> **About this task**
Would you repeat, exactly as given, the line with "Locate the wooden shed" and every line after it to the end of the entries?

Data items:

┄┄┄┄┄┄┄┄┄┄┄┄┄┄┄┄┄┄┄┄

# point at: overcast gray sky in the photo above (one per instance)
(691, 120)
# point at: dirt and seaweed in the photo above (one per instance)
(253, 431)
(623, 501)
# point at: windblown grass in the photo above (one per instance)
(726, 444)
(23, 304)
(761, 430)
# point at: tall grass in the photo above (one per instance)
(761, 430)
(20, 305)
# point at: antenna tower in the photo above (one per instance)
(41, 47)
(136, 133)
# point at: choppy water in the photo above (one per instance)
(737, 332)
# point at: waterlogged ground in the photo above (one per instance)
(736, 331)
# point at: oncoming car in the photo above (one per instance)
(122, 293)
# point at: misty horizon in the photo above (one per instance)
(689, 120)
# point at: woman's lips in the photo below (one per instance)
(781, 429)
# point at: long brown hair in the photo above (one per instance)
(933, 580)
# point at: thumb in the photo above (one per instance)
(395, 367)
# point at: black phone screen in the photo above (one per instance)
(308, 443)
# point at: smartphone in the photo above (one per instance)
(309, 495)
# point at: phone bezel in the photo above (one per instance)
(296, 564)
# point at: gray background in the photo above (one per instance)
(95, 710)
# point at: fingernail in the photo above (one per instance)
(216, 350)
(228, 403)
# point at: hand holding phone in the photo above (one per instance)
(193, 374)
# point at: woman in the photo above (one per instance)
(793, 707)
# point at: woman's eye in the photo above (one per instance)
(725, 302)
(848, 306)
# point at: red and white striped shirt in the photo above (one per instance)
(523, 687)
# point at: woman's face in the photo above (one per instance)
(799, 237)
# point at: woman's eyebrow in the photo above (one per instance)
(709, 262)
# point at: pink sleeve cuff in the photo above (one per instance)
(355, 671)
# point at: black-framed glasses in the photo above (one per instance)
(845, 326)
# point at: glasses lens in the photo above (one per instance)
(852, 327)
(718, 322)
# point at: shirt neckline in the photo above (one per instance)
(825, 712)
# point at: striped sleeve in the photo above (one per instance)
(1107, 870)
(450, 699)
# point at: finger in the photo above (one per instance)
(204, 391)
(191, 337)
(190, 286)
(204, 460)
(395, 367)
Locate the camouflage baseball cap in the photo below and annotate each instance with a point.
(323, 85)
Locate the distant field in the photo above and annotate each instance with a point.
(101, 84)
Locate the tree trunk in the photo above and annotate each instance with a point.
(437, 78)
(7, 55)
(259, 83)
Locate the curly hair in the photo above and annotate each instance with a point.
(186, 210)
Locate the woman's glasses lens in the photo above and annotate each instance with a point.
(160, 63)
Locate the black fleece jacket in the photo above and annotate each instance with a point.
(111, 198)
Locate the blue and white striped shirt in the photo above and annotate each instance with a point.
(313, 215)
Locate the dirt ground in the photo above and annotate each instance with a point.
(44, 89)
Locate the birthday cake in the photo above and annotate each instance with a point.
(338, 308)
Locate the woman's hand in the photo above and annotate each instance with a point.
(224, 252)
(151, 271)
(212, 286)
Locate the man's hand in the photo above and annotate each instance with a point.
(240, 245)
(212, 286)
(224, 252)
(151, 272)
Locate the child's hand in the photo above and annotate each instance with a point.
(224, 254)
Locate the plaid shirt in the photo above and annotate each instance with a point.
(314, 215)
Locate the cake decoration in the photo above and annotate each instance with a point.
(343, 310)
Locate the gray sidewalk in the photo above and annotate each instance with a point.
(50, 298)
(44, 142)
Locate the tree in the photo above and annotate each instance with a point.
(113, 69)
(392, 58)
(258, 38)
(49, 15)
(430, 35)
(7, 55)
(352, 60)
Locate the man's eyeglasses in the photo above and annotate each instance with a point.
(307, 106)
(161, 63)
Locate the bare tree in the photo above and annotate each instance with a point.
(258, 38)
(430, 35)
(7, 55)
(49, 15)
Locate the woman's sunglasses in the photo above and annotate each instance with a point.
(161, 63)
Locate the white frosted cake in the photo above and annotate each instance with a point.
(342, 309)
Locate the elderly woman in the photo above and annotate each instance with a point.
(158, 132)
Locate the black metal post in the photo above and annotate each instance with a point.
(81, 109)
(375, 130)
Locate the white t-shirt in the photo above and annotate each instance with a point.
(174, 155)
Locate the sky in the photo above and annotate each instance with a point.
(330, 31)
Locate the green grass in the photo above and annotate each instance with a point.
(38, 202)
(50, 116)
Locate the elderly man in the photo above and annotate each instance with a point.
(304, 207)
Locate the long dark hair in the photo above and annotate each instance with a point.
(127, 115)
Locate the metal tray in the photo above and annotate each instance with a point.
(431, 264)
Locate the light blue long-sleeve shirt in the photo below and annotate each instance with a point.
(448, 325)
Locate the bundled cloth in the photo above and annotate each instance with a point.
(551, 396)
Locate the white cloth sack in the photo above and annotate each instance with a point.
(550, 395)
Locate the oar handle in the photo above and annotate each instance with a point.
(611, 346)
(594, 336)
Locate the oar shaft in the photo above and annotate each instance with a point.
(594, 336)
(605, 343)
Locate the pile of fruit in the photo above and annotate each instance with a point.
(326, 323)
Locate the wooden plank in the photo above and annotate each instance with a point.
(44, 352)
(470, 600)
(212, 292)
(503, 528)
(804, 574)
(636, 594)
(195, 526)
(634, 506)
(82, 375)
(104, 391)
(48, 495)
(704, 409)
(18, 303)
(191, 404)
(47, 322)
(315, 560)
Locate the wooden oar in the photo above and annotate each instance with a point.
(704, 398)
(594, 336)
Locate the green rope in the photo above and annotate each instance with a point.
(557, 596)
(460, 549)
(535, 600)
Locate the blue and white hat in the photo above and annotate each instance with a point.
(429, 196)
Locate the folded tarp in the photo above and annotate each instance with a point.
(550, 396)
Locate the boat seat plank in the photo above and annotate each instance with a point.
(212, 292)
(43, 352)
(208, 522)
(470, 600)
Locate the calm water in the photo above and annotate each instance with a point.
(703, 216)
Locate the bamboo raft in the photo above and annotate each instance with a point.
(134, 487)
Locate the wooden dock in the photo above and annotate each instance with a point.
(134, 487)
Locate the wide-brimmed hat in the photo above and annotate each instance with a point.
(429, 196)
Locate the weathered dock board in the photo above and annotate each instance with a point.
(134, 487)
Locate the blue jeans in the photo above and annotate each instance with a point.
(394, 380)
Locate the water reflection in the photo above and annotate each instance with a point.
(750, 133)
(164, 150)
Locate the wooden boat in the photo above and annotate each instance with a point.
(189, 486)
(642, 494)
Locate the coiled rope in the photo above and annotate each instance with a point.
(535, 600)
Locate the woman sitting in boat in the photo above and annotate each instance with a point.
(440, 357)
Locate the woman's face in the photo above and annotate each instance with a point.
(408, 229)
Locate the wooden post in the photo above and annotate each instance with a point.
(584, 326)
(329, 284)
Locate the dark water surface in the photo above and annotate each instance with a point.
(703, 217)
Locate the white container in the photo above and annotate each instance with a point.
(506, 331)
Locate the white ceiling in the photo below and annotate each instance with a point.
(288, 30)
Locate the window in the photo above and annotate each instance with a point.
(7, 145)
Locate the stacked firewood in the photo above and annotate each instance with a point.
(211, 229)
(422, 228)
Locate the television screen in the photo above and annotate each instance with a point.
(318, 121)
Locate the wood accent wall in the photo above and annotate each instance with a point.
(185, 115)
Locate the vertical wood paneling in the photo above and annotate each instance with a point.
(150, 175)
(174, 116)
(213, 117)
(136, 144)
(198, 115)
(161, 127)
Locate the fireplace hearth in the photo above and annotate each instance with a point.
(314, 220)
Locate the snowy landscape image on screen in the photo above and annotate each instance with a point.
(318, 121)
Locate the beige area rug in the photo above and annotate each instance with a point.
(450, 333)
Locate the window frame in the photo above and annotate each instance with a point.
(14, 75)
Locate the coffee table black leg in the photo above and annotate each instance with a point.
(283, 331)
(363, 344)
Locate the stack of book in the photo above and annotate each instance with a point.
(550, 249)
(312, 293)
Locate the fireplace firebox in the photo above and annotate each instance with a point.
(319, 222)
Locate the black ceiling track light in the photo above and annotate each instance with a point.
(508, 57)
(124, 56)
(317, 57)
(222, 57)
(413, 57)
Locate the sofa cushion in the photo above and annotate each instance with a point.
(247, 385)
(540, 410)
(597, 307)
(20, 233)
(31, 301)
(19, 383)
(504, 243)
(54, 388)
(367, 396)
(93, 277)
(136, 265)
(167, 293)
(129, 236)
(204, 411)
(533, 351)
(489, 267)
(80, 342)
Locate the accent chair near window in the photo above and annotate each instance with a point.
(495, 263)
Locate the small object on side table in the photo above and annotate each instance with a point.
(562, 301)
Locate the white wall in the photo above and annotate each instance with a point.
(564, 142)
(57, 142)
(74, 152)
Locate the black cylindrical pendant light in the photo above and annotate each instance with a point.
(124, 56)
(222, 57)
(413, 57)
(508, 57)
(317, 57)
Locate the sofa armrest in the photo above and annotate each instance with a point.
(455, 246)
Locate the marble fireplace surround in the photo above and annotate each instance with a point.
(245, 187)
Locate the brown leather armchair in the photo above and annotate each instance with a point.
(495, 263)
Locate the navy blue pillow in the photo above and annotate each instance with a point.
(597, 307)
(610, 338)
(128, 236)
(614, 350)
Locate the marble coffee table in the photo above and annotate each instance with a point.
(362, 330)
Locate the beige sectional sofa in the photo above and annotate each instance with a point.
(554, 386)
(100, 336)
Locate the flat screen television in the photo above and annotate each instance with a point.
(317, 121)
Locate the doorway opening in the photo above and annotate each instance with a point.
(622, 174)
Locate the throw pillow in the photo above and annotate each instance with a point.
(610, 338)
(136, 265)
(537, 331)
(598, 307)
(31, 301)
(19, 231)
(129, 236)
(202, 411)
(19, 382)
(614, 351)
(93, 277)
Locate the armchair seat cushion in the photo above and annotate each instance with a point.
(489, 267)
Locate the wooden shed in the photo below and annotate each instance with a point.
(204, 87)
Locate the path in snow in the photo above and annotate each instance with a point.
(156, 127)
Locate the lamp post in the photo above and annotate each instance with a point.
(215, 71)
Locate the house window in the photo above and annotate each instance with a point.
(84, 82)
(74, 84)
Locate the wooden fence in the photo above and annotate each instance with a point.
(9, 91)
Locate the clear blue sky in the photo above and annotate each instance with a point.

┄┄┄┄┄┄┄┄┄┄┄┄┄┄┄┄┄┄┄┄

> **Completed exercise**
Locate the wooden shed in the photo below and annotate each instance with a point.
(204, 87)
Locate the path in snow in the photo above and annotate each instance with a point.
(156, 127)
Locate the lamp post in the photo above and annotate each instance with a point.
(215, 71)
Locate the house window in the photo above and annotate each instance with a point.
(84, 82)
(74, 84)
Locate the wooden fence in the photo above and annotate each instance with a point.
(9, 91)
Locate the clear blue sky in the photo above and annotate each instance with a point.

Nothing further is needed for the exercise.